- PROBLEM
From the entries that follow, gather each line holding the word "vent".

══ MATERIAL FOR THIS EXERCISE

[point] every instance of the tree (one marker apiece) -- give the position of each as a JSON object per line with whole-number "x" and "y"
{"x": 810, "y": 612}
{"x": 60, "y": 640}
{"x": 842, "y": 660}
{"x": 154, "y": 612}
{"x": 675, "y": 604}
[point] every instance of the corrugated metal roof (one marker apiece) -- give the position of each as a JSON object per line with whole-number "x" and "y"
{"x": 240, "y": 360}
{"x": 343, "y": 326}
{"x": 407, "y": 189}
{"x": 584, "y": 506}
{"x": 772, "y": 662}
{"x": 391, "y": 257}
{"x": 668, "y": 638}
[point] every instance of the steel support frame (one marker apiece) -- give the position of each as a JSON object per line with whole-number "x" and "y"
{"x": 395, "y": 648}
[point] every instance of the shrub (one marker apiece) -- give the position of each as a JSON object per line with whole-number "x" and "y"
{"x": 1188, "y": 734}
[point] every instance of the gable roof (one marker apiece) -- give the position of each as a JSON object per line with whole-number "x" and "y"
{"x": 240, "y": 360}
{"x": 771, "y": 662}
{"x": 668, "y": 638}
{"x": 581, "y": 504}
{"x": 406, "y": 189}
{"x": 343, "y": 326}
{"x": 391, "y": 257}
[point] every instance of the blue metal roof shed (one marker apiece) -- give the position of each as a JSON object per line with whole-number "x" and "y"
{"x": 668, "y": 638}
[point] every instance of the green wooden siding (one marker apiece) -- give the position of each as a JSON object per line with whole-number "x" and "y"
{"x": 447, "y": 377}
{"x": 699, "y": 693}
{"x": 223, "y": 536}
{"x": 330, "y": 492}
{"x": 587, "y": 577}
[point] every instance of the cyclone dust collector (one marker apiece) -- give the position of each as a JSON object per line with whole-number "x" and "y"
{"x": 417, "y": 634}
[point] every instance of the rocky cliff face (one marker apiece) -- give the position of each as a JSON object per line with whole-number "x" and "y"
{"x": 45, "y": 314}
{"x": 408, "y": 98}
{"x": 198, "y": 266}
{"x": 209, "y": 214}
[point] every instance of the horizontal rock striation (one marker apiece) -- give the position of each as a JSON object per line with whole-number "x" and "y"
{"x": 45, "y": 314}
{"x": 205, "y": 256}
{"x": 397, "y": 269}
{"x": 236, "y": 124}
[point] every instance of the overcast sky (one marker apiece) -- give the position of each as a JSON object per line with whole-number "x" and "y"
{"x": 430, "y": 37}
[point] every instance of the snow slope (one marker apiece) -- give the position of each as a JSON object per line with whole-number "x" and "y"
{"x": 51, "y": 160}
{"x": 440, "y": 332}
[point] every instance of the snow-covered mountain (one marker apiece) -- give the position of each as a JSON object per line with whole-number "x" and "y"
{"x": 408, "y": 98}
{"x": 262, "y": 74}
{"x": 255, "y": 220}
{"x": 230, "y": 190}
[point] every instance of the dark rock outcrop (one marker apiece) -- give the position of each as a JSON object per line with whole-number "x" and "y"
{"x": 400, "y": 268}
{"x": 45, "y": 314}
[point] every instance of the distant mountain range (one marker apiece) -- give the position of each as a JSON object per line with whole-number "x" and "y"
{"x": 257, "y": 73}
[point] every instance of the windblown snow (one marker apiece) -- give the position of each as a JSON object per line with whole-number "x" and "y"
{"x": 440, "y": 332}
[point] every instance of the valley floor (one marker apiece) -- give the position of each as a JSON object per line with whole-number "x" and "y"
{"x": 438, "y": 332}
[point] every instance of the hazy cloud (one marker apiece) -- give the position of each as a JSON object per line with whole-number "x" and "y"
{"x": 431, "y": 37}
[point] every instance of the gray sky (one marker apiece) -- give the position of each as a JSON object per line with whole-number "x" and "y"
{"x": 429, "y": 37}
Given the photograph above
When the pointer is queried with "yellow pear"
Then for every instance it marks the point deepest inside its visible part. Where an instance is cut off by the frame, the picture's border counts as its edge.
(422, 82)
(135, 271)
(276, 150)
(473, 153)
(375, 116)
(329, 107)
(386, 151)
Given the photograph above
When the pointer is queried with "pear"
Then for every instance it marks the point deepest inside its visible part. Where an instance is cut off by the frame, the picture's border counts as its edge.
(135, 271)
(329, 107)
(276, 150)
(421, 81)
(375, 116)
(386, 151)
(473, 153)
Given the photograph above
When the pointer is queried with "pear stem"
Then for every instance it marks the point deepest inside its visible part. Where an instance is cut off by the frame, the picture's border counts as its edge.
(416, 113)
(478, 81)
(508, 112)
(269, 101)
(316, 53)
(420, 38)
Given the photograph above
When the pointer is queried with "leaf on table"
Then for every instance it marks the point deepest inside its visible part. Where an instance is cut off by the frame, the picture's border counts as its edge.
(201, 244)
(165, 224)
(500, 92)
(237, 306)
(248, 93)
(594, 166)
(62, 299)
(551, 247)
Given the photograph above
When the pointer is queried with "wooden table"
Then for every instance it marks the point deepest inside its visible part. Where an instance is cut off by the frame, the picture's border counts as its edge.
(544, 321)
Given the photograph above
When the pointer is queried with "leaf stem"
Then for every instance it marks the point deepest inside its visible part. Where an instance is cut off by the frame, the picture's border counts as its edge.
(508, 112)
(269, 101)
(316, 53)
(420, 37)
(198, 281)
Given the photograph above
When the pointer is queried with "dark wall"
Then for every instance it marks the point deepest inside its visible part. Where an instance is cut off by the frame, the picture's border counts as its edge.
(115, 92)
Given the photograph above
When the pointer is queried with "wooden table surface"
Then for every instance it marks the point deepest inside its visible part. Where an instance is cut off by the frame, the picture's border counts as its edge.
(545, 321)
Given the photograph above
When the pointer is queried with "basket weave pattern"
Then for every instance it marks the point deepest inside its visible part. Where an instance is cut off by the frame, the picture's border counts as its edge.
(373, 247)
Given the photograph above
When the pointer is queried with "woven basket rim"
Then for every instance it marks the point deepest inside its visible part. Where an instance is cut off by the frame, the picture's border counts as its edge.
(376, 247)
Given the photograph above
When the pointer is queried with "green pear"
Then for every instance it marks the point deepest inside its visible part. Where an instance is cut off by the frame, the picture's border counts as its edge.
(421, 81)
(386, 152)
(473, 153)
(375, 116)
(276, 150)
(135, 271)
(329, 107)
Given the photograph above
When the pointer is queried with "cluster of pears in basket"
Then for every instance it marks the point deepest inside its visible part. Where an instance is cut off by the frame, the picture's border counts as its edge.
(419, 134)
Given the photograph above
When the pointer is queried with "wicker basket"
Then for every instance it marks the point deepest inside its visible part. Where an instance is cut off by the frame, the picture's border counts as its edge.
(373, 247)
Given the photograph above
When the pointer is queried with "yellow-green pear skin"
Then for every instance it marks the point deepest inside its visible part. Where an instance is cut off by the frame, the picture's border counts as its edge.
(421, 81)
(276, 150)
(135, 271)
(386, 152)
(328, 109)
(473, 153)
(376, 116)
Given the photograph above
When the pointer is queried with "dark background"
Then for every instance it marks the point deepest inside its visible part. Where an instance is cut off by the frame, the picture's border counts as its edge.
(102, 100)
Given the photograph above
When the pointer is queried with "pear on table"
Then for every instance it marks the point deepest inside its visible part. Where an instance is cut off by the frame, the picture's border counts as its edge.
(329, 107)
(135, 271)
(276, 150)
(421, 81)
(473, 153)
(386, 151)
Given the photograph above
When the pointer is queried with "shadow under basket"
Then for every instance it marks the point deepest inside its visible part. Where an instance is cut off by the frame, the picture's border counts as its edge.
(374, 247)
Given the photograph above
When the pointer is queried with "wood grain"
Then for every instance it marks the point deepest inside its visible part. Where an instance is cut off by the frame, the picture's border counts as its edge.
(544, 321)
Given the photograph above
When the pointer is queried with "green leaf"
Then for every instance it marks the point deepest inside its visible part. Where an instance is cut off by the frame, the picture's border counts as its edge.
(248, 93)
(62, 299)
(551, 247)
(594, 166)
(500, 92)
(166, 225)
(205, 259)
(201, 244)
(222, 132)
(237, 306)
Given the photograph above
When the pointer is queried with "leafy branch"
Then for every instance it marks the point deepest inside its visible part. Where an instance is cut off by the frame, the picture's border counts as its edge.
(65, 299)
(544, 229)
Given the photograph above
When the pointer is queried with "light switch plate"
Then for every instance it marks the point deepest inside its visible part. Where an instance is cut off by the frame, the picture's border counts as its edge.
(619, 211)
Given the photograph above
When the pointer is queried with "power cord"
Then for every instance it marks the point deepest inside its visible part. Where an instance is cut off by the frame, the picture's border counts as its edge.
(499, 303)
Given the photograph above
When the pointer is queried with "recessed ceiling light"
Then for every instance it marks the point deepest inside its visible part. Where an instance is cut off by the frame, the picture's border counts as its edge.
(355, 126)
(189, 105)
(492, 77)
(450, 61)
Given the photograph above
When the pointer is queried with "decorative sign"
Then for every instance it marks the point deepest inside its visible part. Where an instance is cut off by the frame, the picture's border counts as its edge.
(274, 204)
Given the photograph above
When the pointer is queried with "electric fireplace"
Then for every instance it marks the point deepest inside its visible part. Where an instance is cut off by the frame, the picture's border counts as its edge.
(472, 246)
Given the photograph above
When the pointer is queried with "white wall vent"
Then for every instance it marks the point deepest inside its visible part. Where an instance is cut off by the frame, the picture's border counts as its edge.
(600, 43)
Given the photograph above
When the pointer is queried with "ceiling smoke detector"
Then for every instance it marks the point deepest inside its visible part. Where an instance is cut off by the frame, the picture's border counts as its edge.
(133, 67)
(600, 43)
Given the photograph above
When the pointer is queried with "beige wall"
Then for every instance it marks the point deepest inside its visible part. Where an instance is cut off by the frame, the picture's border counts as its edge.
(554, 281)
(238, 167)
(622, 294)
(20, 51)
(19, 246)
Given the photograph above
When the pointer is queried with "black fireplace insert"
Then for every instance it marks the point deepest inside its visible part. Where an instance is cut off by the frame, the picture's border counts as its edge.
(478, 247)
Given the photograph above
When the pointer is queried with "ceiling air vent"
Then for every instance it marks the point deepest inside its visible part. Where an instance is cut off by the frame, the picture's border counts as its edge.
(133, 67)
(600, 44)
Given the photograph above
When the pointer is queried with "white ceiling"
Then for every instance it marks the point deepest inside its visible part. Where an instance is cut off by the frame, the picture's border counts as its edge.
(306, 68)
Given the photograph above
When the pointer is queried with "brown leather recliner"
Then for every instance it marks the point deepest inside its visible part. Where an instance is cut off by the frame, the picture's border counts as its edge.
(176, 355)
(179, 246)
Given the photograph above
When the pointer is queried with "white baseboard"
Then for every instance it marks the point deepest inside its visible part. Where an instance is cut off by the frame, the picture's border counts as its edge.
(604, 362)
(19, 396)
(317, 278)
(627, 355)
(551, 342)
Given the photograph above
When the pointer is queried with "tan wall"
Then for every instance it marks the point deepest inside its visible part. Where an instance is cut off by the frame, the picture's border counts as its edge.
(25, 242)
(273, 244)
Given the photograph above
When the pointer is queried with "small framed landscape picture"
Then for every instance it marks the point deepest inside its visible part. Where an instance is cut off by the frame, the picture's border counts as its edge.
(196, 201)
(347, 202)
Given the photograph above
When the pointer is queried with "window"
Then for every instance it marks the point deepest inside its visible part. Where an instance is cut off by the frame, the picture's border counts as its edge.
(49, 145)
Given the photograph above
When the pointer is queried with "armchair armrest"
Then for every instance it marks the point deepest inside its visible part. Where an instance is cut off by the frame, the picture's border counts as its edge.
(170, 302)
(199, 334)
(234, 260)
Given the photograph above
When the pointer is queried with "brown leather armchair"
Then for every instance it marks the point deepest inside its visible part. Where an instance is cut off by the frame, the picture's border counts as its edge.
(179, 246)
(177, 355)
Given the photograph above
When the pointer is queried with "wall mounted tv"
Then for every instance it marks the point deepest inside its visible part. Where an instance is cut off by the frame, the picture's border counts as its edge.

════

- TASK ANSWER
When the pointer is queried with "white wall vent"
When the pointer is queried with "ceiling air vent"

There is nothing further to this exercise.